[Aim of the exercise]
Reproduce word for word the part of the AVX-512 popcount message below that falls between "Re: Popcount optimization using AVX512 - Mailing" and "AVX512  (Nathan Bossart <nathandbossart@gmail.com>)", inclusive.

Re: Popcount optimization using AVX512 - Mailing list pgsql-hackers

From Andres Freund
Subject Re: Popcount optimization using AVX512
Date
Msg-id 20240731004959.6ys24432n6xlgemk@awork3.anarazel.de
Whole thread Raw
In response to Re: Popcount optimization using AVX512  (Nathan Bossart <nathandbossart@gmail.com>)
Responses Re: Popcount optimization using AVX512
Re: Popcount optimization using AVX512
List pgsql-hackers
Hi,

On 2024-07-30 16:32:07 -0500, Nathan Bossart wrote:
> On Tue, Jul 30, 2024 at 02:07:01PM -0700, Andres Freund wrote:
> > Now, a reasonable counter-argument would be that only some of these macros are
> > defined for msvc ([1]).  However, as it turns out, the test is broken
> > today, as msvc doesn't error out when using an intrinsic that's not
> > "available" by the target architecture, it seems to assume that the caller did
> > a cpuid check ahead of time.
> > 
> > 
> > Check out [2], it shows the various predefined macros for gcc, clang and msvc.
> > 
> > 
> > ISTM that the msvc checks for xsave/avx512 being broken should be an open
> > item?
> 
> I'm not following this one.  At the moment, we always do a runtime check
> for the AVX-512 stuff, so in the worst case we'd check CPUID at startup and
> set the function pointers appropriately, right?  We could, of course, still
> fix it, though.

Stored entries:
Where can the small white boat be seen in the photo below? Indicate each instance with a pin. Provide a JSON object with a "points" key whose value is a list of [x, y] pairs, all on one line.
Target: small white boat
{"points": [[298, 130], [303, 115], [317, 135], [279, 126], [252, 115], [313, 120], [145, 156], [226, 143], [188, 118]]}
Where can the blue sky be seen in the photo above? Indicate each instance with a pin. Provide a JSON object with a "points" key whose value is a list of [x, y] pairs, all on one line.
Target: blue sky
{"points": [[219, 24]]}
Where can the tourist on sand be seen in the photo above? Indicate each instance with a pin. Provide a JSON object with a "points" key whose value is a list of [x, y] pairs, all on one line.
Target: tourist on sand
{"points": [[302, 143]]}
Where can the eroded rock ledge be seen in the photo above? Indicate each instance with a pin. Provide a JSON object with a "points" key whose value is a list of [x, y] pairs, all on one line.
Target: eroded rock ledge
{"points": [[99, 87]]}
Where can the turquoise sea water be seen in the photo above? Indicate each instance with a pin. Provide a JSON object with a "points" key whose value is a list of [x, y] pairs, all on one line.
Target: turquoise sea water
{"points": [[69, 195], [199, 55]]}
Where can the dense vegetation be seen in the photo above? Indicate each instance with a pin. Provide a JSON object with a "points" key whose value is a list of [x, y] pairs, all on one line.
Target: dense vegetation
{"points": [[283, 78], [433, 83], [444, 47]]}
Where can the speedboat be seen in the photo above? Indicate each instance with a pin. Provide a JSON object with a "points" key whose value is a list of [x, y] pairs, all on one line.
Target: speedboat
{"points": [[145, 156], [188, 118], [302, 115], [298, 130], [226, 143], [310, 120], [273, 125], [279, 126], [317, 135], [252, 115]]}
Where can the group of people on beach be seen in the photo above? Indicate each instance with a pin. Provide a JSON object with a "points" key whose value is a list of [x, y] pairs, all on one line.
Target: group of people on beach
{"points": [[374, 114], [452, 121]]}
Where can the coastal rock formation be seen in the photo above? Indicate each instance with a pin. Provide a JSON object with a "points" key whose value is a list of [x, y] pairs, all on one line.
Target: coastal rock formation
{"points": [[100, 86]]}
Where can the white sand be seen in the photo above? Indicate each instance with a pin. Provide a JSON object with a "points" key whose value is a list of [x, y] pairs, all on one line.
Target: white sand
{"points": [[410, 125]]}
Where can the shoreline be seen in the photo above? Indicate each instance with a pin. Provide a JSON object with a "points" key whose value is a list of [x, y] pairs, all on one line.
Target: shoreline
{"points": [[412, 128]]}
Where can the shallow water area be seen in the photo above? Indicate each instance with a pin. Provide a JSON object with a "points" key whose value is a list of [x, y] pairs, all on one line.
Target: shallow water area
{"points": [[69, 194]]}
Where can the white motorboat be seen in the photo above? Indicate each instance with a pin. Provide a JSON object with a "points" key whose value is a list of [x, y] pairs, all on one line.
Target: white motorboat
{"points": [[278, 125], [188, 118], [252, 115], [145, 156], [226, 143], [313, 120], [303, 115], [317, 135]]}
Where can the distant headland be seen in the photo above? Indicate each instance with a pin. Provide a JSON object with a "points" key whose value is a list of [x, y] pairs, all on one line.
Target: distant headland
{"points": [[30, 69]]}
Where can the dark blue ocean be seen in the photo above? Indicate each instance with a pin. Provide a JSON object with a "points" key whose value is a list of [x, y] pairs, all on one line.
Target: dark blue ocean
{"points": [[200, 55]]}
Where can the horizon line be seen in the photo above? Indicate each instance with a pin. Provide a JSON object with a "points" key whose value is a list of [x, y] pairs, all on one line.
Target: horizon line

[Full answer]
Re: Popcount optimization using AVX512 - Mailing list pgsql-hackers

From Andres Freund
Subject Re: Popcount optimization using AVX512
Date
Msg-id 20240731004959.6ys24432n6xlgemk@awork3.anarazel.de
Whole thread Raw
In response to Re: Popcount optimization using AVX512  (Nathan Bossart <nathandbossart@gmail.com>)